> [WHAT TO WORK ON]:
**1)** Answer these questions from the tribute to Frank Nweke Jr. at sixty, one line each:
(a) What title does he hold among his own people?
(b) What office did he hold in 2006, and under which president?
(c) In which area does Ozalla, his ancestral home, lie?
**2)** Copy out everything in the tribute to Frank Nweke Jr. from "I knew him first" down to "a patriotic virtue.", renaming "Minister of Information" as "Information Minister".
**3)** Write the next part of the tribute to Frank Nweke Jr. at sixty, following on from its last sentence.

The Virtuoso: Frank Nweke Jr., Sixty and Nationhood

A virtuoso, by its original Italian meaning, is not merely a person of talent but one who wields mastery with precision, discipline, and flair. In the world of music, it is the violinist who can play the soul into silence. In the underworld thriller, it is the assassin who takes no wasted shot. In the messy theatre of Nigerian politics, it is the rare leader who plays the score of nationhood with both audacity and grace.

 

Frank Nnaemeka Nweke II—Frank Nweke Jr. to the public, Okeifufe of Ishi Ozalla to his people—is one such virtuoso. He is 60!

 

I knew him first not as a friend but as a target of my sharp pen. In 2006, as Minister of Information under President Obasanjo, he embodied to me the contradictions of government: brilliant but constrained, personable but serving a system that mangled truth. My essays then were not charitable. I called out his globe-trotting with the “Heart of Africa” project, accused him of whitewashing policies, and reminded him, rather unkindly, that calling black white was not a patriotic virtue.

 

Yet here we are—fifteen years later, friends in dialogue, co-travelers in lamenting and dreaming Nigeria. That is the paradox of nationhood: sometimes those you aim at with critique become your partners in reflection. That is also the paradox of Frank: a man who can absorb fire, and still invite you to the table of conversation.

 

Ozalla, his ancestral home in Nkanu West, is a land of stony soil. Farmers there coax life out of granite, shaping yam mounds with patience, coaxing cassava through unforgiving ground. This stubborn devotion has birthed a community renowned for trade and agriculture. Out of that soil comes the character of Frank: painstaking, resilient, irrepressible.

> [EXTRACTED ENTRIES]:

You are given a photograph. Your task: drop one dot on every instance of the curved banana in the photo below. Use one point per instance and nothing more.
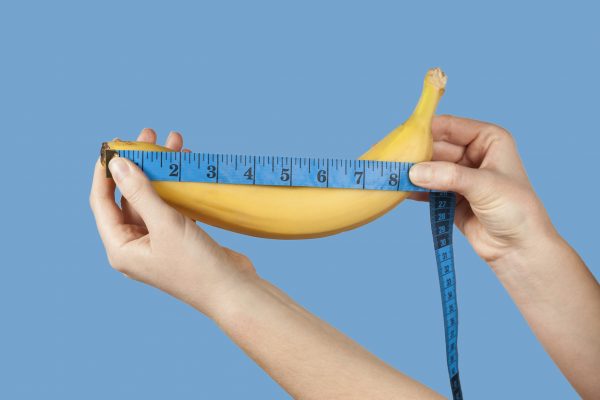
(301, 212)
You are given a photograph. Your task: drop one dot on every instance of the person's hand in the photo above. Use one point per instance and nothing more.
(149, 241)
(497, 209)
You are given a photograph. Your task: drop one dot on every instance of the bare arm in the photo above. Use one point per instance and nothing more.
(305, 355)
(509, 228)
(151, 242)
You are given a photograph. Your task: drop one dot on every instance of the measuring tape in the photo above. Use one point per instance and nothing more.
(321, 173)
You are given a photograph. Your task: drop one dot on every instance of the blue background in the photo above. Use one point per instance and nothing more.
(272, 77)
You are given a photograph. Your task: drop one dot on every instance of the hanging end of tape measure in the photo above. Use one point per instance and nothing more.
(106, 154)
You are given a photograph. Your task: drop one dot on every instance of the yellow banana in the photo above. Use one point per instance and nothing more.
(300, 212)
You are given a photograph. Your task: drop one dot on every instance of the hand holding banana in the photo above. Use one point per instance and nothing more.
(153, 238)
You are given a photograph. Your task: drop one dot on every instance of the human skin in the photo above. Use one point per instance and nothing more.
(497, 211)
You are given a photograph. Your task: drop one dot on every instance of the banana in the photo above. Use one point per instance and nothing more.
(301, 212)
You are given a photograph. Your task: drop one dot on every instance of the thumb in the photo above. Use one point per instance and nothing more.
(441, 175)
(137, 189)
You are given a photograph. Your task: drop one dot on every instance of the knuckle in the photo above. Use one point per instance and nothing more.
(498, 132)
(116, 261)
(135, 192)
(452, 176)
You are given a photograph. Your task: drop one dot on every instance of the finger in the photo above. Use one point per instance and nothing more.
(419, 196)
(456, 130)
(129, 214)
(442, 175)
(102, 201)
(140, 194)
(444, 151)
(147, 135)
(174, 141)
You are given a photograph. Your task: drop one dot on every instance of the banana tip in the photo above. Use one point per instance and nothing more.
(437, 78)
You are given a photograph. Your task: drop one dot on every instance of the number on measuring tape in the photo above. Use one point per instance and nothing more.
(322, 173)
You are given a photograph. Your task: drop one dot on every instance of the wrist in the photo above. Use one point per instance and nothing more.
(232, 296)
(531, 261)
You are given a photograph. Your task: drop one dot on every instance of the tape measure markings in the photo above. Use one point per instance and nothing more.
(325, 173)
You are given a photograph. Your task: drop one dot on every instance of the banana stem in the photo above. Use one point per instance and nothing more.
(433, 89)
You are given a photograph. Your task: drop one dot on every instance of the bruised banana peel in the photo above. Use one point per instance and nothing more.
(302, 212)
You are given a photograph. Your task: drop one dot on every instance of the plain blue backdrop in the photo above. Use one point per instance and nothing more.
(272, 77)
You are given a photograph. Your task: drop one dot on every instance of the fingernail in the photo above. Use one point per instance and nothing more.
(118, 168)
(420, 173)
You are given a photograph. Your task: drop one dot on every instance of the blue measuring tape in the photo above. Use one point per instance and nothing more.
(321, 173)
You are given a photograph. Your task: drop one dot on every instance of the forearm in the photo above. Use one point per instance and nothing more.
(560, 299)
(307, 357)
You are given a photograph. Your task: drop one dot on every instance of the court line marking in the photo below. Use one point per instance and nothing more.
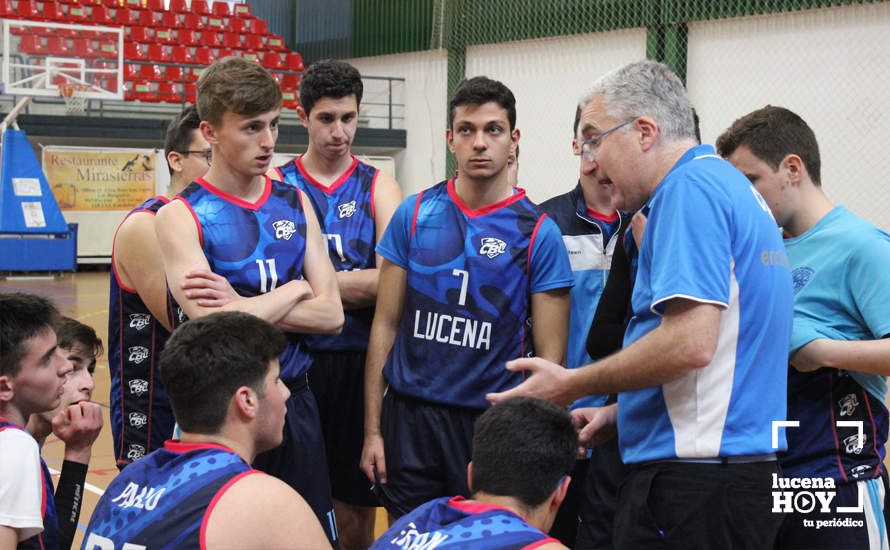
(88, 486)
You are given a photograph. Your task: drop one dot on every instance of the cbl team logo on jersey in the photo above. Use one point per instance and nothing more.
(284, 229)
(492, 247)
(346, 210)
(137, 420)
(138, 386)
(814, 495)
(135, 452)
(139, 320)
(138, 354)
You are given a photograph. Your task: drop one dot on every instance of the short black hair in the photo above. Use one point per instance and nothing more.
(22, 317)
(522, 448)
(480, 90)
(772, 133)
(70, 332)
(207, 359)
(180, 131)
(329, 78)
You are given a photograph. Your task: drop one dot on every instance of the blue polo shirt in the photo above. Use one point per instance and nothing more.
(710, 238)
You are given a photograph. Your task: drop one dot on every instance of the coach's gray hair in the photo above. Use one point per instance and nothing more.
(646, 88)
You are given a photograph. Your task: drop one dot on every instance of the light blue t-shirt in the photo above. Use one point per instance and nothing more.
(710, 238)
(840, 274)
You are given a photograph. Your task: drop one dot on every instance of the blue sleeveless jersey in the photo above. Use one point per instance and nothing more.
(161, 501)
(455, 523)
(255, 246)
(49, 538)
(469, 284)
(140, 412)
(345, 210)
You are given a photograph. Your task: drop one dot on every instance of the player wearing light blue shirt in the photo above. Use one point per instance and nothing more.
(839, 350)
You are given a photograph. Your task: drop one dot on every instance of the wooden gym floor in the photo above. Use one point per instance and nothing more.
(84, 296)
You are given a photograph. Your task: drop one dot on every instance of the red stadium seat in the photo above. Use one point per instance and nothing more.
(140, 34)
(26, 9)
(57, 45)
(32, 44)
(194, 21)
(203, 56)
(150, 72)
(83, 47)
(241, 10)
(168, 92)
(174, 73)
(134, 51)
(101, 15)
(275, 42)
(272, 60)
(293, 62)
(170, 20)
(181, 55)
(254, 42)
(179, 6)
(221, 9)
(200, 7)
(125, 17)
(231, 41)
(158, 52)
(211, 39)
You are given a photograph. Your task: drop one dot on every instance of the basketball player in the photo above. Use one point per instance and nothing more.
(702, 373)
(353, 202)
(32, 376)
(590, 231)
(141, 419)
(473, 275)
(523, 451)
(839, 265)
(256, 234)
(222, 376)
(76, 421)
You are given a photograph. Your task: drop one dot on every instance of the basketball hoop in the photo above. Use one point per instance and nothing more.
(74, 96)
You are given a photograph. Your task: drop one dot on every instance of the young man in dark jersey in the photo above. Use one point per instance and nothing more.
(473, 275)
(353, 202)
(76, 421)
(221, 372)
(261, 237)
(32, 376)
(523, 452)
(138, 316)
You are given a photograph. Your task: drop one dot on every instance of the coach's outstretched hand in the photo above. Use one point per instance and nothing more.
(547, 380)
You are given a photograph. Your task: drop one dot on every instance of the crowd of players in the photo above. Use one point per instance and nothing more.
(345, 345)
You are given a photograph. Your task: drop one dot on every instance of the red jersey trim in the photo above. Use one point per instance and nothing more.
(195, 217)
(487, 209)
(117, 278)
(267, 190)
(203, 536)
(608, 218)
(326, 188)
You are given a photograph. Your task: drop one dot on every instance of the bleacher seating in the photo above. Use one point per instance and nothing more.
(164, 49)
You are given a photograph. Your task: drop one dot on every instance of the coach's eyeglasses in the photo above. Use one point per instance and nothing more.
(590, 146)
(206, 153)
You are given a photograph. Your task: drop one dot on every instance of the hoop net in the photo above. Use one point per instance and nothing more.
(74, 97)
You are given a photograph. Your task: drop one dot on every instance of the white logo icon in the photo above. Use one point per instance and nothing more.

> [EXPECTED RESULTS]:
**1)**
(a) Okeifufe of Ishi Ozalla
(b) Minister of Information, under President Obasanjo
(c) Nkanu West

**2)**
I knew him first not as a friend but as a target of my sharp pen. In 2006, as Information Minister under President Obasanjo, he embodied to me the contradictions of government: brilliant but constrained, personable but serving a system that mangled truth. My essays then were not charitable. I called out his globe-trotting with the “Heart of Africa” project, accused him of whitewashing policies, and reminded him, rather unkindly, that calling black white was not a patriotic virtue.

**3)**
Igbo republicanism, with its insistence on equality and dissent, runs in his blood. Egalitarianism, enterprise, and industry mark his manner. He has always been a man who insists that leadership is first a human obligation before an ethnic badge or national assignment. That grounding—human first, Igbo next, Nigerian always—makes him stand out in the theatre of our identity politics. I can relate myself, being a hybrid Nigerian with roots cut across.

 

Permit me a personal detour. In 2006, I penned one of my earliest open letters to a sitting minister, titled Frankly Speaking to Frank. It was not flattering.

 

I accused him of helping government “call black white.” I mocked his attempt to rebut The New York Times’s editorial that Nigeria was falling apart, insisting instead that things were not just falling apart—they were in pieces. I quoted Soyinka on our “season of anomy,” reminded him that Nigerians were struggling for a square meal, and asked of what use was “running fast in the wrong direction.”

 

I pressed him on corruption, the EFCC’s selective blindness, and the folly of government men thinking they could sell Nigeria to the world when Nigerians at home had no electricity to power a blender. I even dared him to prove on national television that anti-corruption was not a weapon against opposition politicians.

 

I expected silence. Instead, Frank read. He engaged. Not always publicly, but enough for me to know he was listening. In a political culture where critique is met with hostility or indifference, that was remarkable. It was also the beginning of a friendship.

 

Frank’s tenure as minister (first Intergovernmental Affairs, later Information, and later again for Youth, Culture, and Sports) was not without controversy, but it revealed his gifts. He was articulate without being bombastic, disciplined without being rigid, cosmopolitan without losing roots. He carried himself with the poise of one who knew the limits of office but still played the notes available with skill.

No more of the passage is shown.